#### Records to use
◆ ◆ ◆

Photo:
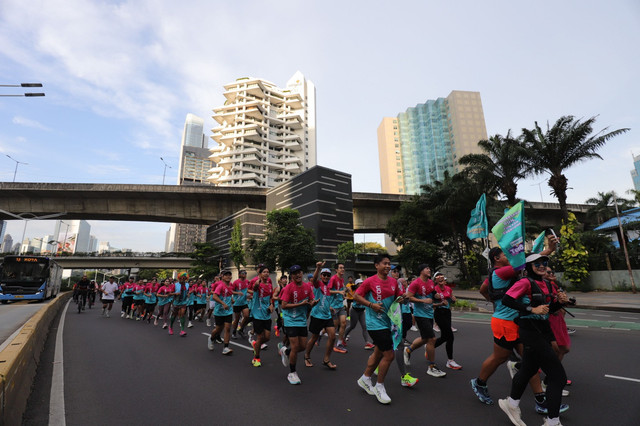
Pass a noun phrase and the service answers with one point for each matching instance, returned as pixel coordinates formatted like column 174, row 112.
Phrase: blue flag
column 538, row 244
column 509, row 231
column 478, row 227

◆ ◆ ◆

#### Task to complete
Please pull every line of text from the items above and copy it word for word, leaving the pictures out of your answer.

#### Final result
Photo:
Pass a noun phrase and the service answers with one point for each matching instance, returned as pixel coordinates formatted like column 174, row 112.
Phrase: blue flag
column 538, row 244
column 509, row 231
column 478, row 227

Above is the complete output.